Directions for this task: In the passage on racism toward Indigenous people in health care, quote the stretch that begins at the words "Having an Indigenous" and ends after "be found elsewhere.".

Excerpt provided:
Instead, we experience racism — in a 2020 survey of 9,000 Indigenous people from the In Plain Sight report, 84% of respondents said they experienced some form of discrimination in healthcare, which can range from the explicit, and gross, practice of emergency room care providers playing guessing games on how high the alcohol level of a patient is, to smaller microaggressions. In 2020, the racist mistreatment came to light when Joyce Echaquan livestreamed her abuse in a Joliette, Que hospital. She later died and an inquiry was launched into her death. While the coroners inquest report and its recommendations will likely take months, Coroner Gehane Kamel says her hope is that it would be the "foundation of a new social pact that will bring us to say, 'Never again."

Having an Indigenous social worker, doctor or health-care worker would bring a comfort level, an understanding of our histories and experiences, that can’t be found elsewhere.

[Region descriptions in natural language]
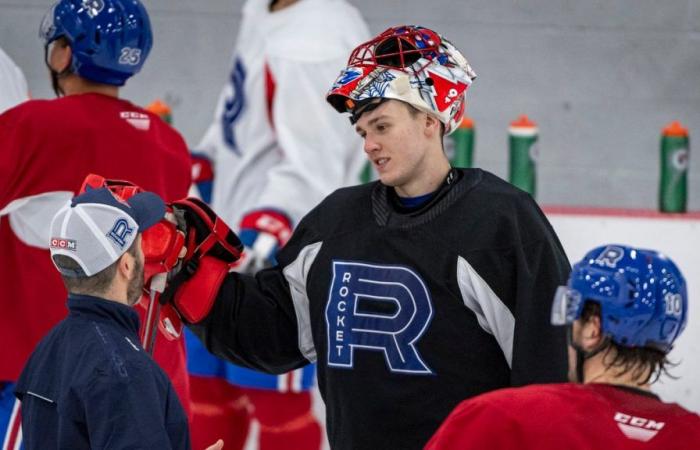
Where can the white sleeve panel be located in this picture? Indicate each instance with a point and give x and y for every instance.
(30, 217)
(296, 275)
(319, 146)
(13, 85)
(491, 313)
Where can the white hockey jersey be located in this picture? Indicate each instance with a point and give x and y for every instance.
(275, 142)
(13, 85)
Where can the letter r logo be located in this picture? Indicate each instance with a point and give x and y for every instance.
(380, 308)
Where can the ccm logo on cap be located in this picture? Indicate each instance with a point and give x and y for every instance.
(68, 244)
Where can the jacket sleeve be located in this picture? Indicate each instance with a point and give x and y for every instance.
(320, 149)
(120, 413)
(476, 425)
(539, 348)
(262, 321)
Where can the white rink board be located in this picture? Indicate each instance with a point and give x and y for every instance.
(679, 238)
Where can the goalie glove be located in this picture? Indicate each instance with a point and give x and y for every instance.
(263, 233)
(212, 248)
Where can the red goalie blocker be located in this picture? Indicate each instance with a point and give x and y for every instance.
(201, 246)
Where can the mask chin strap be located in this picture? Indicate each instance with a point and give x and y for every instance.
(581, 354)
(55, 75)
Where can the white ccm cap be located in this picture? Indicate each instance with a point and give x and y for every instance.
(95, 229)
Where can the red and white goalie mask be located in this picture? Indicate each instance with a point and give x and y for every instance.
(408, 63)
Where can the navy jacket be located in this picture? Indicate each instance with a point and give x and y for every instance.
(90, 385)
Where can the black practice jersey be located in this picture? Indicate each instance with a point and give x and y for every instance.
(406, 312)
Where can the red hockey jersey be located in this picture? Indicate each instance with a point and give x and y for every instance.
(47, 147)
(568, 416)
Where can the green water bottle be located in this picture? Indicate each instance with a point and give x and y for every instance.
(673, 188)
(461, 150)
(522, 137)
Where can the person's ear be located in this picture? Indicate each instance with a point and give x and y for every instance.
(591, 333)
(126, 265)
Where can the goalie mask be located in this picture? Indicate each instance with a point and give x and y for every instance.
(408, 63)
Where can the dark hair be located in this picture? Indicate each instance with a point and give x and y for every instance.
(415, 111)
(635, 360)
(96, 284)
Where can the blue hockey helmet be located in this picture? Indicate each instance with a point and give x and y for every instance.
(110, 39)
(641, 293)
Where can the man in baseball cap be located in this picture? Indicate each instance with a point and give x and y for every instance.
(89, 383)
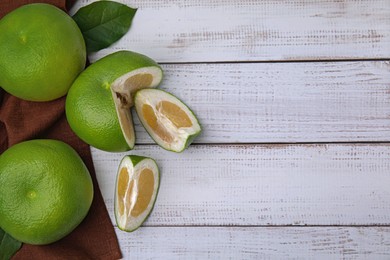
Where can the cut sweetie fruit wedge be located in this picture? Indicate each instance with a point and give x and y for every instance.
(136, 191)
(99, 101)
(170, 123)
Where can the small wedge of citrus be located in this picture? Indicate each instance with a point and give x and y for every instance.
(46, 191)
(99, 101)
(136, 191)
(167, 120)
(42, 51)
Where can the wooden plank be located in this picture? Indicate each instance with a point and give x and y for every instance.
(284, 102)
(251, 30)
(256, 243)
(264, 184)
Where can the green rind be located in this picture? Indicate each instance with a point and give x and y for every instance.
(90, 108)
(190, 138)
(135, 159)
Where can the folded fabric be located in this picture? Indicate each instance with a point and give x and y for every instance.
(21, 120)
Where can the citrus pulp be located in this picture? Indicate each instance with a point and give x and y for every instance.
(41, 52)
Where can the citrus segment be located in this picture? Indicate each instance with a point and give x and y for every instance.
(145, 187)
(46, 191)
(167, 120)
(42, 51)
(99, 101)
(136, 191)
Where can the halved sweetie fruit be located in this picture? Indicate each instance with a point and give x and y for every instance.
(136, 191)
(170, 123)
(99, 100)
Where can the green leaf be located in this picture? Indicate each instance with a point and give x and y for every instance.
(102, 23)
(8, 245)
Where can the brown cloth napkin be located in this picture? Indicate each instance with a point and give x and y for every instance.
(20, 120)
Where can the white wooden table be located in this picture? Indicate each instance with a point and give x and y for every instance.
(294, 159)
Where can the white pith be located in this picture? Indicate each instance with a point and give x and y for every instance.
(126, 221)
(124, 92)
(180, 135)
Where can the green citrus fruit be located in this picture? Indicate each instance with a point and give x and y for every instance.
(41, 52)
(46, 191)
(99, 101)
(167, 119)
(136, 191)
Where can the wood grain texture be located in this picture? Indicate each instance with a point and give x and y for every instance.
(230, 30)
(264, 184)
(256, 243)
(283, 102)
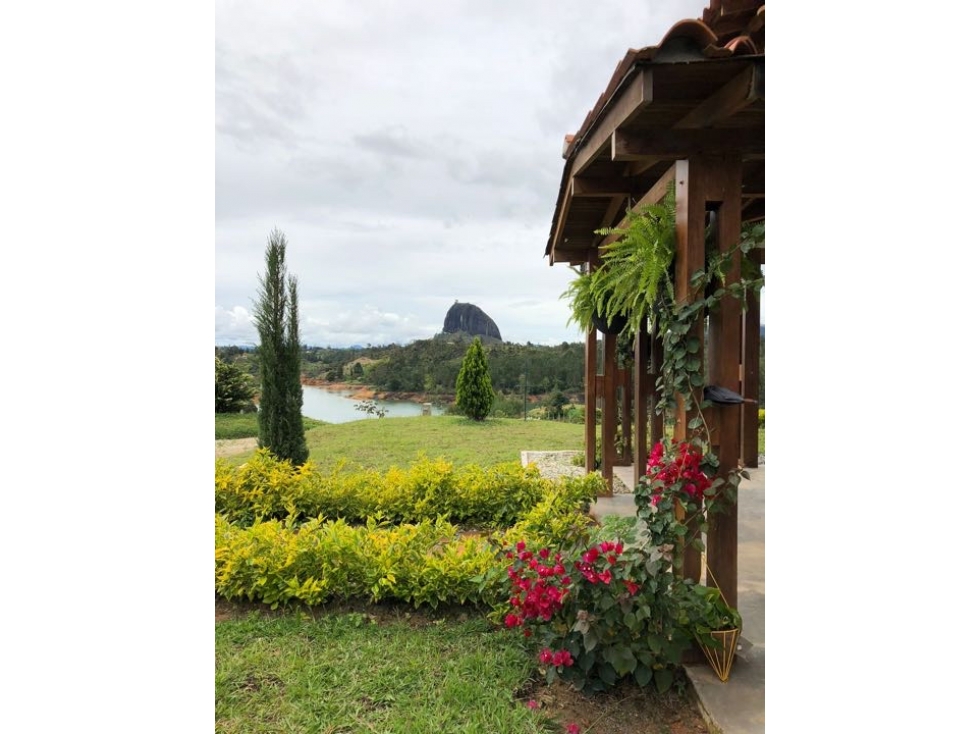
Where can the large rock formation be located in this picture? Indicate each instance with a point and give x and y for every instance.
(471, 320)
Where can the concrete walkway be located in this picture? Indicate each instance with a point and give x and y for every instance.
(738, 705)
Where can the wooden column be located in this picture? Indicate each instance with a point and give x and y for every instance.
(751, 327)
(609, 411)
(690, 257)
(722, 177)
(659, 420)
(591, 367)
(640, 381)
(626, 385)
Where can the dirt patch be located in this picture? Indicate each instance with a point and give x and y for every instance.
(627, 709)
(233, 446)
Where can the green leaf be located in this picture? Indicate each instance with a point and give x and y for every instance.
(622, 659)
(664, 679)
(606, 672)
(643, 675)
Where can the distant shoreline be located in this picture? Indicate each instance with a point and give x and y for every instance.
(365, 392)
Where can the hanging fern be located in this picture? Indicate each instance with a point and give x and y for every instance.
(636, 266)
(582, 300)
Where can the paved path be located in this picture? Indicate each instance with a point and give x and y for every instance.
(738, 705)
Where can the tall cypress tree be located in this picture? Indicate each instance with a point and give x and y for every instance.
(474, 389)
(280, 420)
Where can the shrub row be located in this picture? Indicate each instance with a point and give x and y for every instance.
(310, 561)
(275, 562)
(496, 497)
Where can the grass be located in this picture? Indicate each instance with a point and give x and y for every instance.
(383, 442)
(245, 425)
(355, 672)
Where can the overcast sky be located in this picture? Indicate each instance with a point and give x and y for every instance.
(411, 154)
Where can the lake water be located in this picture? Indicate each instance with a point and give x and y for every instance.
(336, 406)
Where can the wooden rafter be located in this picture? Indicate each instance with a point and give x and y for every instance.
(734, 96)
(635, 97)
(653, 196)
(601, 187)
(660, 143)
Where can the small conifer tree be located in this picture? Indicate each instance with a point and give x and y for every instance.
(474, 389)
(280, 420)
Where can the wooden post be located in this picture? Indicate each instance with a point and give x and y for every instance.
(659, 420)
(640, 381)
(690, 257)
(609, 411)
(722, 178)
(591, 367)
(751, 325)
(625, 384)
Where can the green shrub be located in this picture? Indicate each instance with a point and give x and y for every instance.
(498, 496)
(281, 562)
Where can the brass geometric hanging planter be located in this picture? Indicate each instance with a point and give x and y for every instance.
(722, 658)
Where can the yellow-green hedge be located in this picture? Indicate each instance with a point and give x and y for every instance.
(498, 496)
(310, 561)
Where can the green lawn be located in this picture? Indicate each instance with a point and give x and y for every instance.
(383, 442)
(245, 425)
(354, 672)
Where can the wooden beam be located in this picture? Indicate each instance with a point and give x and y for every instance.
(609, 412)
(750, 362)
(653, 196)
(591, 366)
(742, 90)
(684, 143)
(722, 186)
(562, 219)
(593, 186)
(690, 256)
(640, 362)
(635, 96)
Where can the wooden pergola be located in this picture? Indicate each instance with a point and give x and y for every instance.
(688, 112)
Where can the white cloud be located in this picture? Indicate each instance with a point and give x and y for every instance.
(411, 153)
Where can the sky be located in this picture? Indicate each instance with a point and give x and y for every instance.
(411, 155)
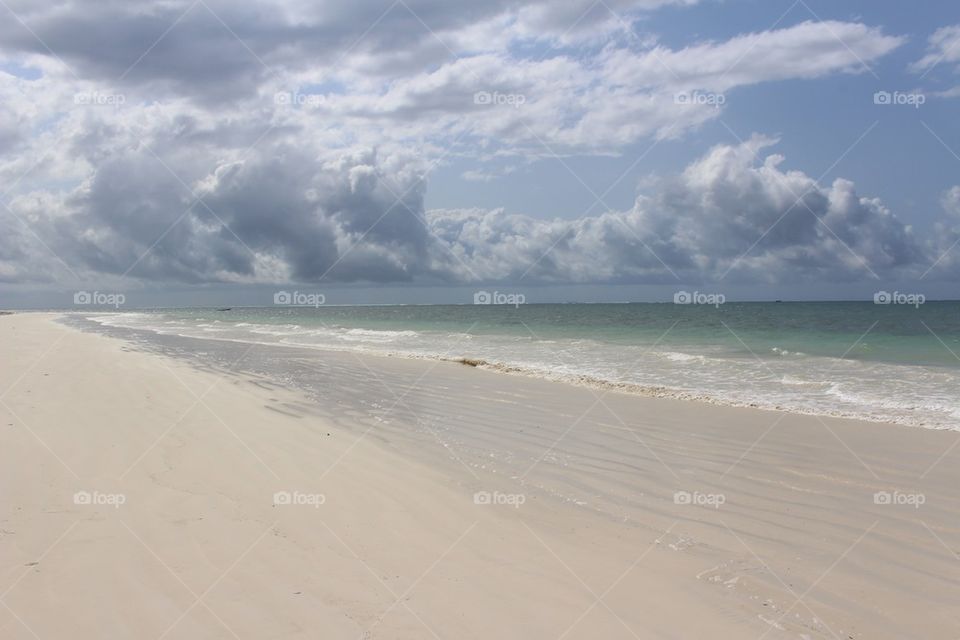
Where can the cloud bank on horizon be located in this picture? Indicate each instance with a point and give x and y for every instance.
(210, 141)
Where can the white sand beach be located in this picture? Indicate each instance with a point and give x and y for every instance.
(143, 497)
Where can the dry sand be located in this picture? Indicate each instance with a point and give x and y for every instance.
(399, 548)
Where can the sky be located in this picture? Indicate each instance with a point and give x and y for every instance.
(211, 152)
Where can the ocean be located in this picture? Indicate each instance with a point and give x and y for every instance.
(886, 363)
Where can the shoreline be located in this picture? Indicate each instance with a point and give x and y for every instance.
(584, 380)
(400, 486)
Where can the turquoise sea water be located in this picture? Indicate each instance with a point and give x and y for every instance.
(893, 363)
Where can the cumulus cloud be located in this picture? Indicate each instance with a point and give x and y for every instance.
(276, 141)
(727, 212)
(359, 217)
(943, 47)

Result for this exercise:
Having an Indigenous social worker, doctor or health-care worker would bring a comfort level, an understanding of our histories and experiences, that can’t be found elsewhere.